Rewrite every row below, changing "field-scouting log" to "site survey record" wherever it occurs and keeping everything else the same. Leave the pictures out.

Saved entries:

____

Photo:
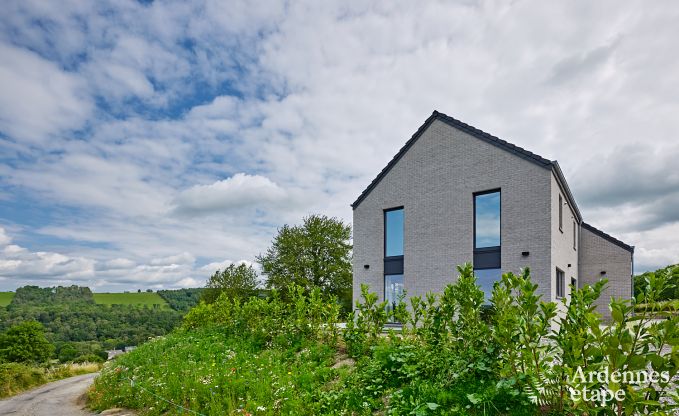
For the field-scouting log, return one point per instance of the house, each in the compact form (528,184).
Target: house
(455,194)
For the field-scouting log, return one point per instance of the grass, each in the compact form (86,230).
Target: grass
(206,370)
(6,298)
(16,378)
(138,299)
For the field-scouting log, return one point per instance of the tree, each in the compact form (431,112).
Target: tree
(236,281)
(25,342)
(314,254)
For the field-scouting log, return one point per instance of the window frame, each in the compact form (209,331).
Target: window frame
(384,233)
(560,283)
(474,195)
(560,213)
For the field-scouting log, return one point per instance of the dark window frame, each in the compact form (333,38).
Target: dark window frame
(575,236)
(384,233)
(560,283)
(560,213)
(474,195)
(478,252)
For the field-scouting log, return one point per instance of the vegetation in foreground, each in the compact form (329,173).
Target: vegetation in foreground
(17,377)
(455,356)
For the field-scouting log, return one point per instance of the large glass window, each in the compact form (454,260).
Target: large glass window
(393,232)
(393,289)
(487,220)
(485,278)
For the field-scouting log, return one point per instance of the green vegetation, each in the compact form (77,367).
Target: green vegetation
(235,281)
(25,343)
(151,300)
(454,356)
(15,378)
(316,254)
(6,298)
(181,299)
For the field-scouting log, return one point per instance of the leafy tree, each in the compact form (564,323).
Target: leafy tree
(25,342)
(236,281)
(314,254)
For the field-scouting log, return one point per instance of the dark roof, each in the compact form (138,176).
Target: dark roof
(607,237)
(479,134)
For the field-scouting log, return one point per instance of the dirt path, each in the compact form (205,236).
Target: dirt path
(63,397)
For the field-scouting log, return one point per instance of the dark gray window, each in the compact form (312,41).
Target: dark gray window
(560,283)
(393,232)
(560,213)
(393,290)
(487,220)
(575,236)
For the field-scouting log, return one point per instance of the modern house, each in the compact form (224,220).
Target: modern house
(455,194)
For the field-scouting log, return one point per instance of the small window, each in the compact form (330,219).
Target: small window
(561,213)
(560,283)
(575,236)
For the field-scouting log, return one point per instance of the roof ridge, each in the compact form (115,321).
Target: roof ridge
(608,237)
(469,129)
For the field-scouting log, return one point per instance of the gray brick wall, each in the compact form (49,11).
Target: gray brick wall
(563,255)
(435,181)
(598,254)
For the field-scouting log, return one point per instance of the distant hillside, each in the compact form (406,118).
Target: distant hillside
(34,295)
(148,299)
(6,298)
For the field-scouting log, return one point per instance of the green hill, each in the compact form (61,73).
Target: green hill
(137,299)
(6,298)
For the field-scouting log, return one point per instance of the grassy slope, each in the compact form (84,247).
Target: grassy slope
(209,372)
(141,299)
(6,298)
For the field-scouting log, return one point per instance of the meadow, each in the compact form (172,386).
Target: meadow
(150,299)
(453,356)
(6,298)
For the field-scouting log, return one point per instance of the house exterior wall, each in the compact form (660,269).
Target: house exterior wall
(563,255)
(435,181)
(597,254)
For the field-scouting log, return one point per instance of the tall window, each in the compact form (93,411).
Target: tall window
(393,232)
(487,240)
(575,236)
(560,213)
(560,283)
(487,220)
(393,256)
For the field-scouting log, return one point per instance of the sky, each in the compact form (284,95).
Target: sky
(147,144)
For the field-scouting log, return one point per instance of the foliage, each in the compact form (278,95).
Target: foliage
(314,254)
(15,377)
(181,299)
(25,343)
(671,273)
(455,355)
(143,299)
(235,281)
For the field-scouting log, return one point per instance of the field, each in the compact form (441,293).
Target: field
(138,299)
(6,298)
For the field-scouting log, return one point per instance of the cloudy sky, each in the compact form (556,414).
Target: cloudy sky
(144,144)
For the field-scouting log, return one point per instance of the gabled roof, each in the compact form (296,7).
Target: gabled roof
(608,237)
(481,135)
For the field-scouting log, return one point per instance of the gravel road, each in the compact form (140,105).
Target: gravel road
(63,397)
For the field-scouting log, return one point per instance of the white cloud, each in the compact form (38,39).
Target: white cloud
(242,118)
(237,192)
(38,99)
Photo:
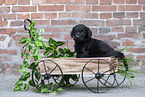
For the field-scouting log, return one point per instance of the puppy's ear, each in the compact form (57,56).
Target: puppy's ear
(72,33)
(89,32)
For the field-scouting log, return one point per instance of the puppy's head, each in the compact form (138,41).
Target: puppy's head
(80,32)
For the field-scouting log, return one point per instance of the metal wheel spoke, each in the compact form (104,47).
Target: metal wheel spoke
(106,81)
(89,70)
(97,85)
(53,69)
(106,71)
(90,80)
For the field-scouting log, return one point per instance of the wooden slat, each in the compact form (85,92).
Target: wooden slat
(75,65)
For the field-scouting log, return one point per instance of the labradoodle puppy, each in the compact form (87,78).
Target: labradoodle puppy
(85,46)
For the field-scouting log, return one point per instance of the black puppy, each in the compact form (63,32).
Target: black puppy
(85,46)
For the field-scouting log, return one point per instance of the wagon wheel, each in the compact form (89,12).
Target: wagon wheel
(120,74)
(68,80)
(98,81)
(42,75)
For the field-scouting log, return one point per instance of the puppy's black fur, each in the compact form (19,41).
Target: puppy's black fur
(86,47)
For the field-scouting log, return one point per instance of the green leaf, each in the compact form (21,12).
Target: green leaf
(19,83)
(22,54)
(35,50)
(25,45)
(28,40)
(38,76)
(25,77)
(53,93)
(22,41)
(51,41)
(121,50)
(23,71)
(30,48)
(17,88)
(59,43)
(31,83)
(59,90)
(45,90)
(39,42)
(28,56)
(26,87)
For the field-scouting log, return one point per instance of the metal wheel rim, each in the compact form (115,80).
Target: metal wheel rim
(97,79)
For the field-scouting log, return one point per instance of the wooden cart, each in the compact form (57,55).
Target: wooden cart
(98,74)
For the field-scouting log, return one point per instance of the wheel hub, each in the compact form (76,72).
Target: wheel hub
(98,75)
(47,76)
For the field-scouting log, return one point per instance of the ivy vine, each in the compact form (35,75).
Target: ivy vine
(31,51)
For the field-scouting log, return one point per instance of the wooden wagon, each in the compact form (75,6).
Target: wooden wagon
(98,74)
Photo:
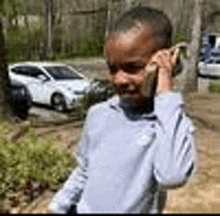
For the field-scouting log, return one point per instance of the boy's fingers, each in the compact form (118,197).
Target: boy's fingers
(175,56)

____

**Final result**
Photo:
For the site survey record, return one point per instance of the house, each in the compact form (528,184).
Target: house
(455,194)
For the site survey record, return one point per instance of the grass, each in the compact form (86,230).
Target: grass
(206,370)
(6,298)
(16,378)
(138,299)
For the site survey record, return one point per instance of the tree, each in the compact form (431,112).
Target: tree
(236,281)
(25,342)
(314,254)
For the site survey record, return one point per instance of the window frame, each in the compact form (209,331).
Target: window frame
(384,233)
(560,283)
(474,195)
(560,213)
For the site survey record, return one point per instance of the dark window frame, each in the compact form (333,38).
Target: dark window frame
(575,236)
(384,233)
(560,283)
(560,213)
(474,195)
(478,252)
For the site survey record, return one point per instance of the vegetation in foreground, each in the compact form (329,173).
Target: vegetation in foreground
(17,377)
(455,356)
For the site survey record, return one point per instance of the large glass window, each in the compact form (454,260).
Target: large glass window
(393,232)
(393,289)
(487,220)
(485,278)
For the site survey record, return one point per instance of the green vegetation, each in the compact form (77,367).
Target: green vegetation
(235,281)
(25,343)
(151,300)
(454,356)
(15,378)
(316,254)
(6,298)
(181,299)
For the site survey record, return one point per instance of the leafy tree, each in the compact form (564,323).
Target: leafy tree
(25,342)
(236,281)
(314,254)
For the site survey record, return one point per instance of the dark roof, each in the compact form (138,176).
Target: dark roof
(607,237)
(479,134)
For the site survey record, return one point per instance of the dirt path, each in the compact form (205,236).
Target: dirt path
(63,397)
For the site survey record, return one point per instance of the dark gray window, each in the compact form (312,41).
Target: dark gray window
(560,283)
(393,232)
(560,213)
(393,290)
(487,220)
(575,236)
For the site survey record, return one point per instance of the modern house, each in the compact form (224,220).
Target: modern house
(455,194)
For the site survey record, return one point per instance of the small window, each in the compact form (330,219).
Target: small window
(561,213)
(560,283)
(575,236)
For the site survey record, return one point per instance of the roof ridge, each in the compact form (115,321).
Target: roof ridge
(608,237)
(469,129)
For the site survey record, return one point per instance of the gray brick wall, each in the compact form (49,11).
Target: gray brick wall
(563,255)
(435,181)
(598,254)
For the site survey record, return one point per instance of the distant hillside, each in the compact form (406,118).
Target: distant hillside
(34,295)
(148,299)
(6,298)
For the site survey record, return one point per instance of the green hill, each in the compact form (61,73).
Target: green hill
(137,299)
(6,298)
For the site survey record, return one point per instance of the grassy slope, each in the compact form (84,247).
Target: grassy slope
(209,372)
(141,299)
(6,298)
For the site survey record, return one point per instance of the meadow, each in the compact form (172,386).
Target: meadow
(150,299)
(453,356)
(6,298)
For the site survey record, return one point per instance of the house exterior wall, each in the compact form (660,269).
Target: house exterior wall
(563,255)
(435,181)
(597,254)
For the site survey record, return one point per instance of the tall window, each in the compact form (93,411).
Target: tall window
(393,232)
(487,240)
(575,236)
(560,213)
(560,283)
(487,220)
(393,256)
For the site survey record, return one point per instance of the sky, each in the compact form (284,95).
Target: sky
(147,144)
For the site survey record, return one point per instance of the foliage, each in the compact form (278,95).
Target: foliage
(314,254)
(15,377)
(181,299)
(25,343)
(671,273)
(455,355)
(143,299)
(235,281)
For the site survey record, return one point per instance of the field, each in the compact form (441,293).
Target: field
(138,299)
(6,298)
For the site survey record, return one point per instance of the cloudy sky, each in the compact form (556,414).
Target: cloudy sky
(144,144)
For the site survey record, return one point per instance of the gabled roof, each in the compact form (296,7).
Target: gabled roof
(608,237)
(481,135)
For the site survey record, return one point per instance of the gravel road, each in the compact form (140,105).
Target: gravel road
(63,397)
For the site survey record, return one point per instance of the white cloud, each in the compact form (38,39).
Target: white cloud
(242,118)
(237,192)
(38,99)
Photo:
For the site survey record, return one point per instance of the puppy's ear, each in the compact form (57,56).
Target: puppy's ear
(72,33)
(89,32)
For the site survey record, return one point per instance of the puppy's head, each in the compact form (138,41).
Target: puppy's head
(80,32)
For the site survey record, return one point per instance of the metal wheel spoke, each in the compact form (104,47).
Target: metal wheel spoke
(106,81)
(89,70)
(97,85)
(53,69)
(106,71)
(90,80)
For the site survey record, return one point per instance of the wooden slat, each in the compact form (85,92).
Target: wooden slat
(75,65)
For the site survey record, return one point per instance of the labradoodle puppy, each in the compact form (87,78).
Target: labradoodle puppy
(85,46)
For the site survey record, return one point per instance of the black puppy, each in the compact form (63,32).
Target: black puppy
(85,46)
For the site survey record, return one point per instance of the wagon wheel, each in the compact form (89,12).
Target: wagon wheel
(120,74)
(68,80)
(98,81)
(42,75)
For the site survey record, return one point per instance of the puppy's black fur, each in the compact form (19,41).
Target: puppy's black fur
(86,47)
For the site survey record, return one point per instance of the green leaf, each in the compact form (21,12).
Target: green leaf
(19,83)
(22,54)
(35,50)
(25,45)
(28,40)
(38,76)
(25,77)
(53,93)
(22,41)
(51,41)
(121,50)
(23,71)
(30,48)
(17,88)
(59,43)
(31,83)
(59,90)
(45,90)
(39,42)
(28,56)
(26,87)
For the site survey record, return one point per instance of the metal wheel rim, each in the compact form (115,80).
Target: metal wheel rim
(97,79)
For the site survey record, return one point per instance of the wooden cart, each in the compact form (57,55).
Target: wooden cart
(98,74)
For the site survey record, return one point per instance of the wheel hub, each in the compact form (76,72).
Target: wheel hub
(98,75)
(47,76)
For the site survey record, return one point per instance of the ivy vine, each in the compact form (35,75).
Target: ivy vine
(31,51)
For the site survey record, return one point per instance of the wooden wagon, each in the compact form (75,6).
Target: wooden wagon
(98,74)
Photo:
For the site survey record, return one point per instance of the boy's fingers, each in the compact form (118,197).
Target: boy's fingers
(175,56)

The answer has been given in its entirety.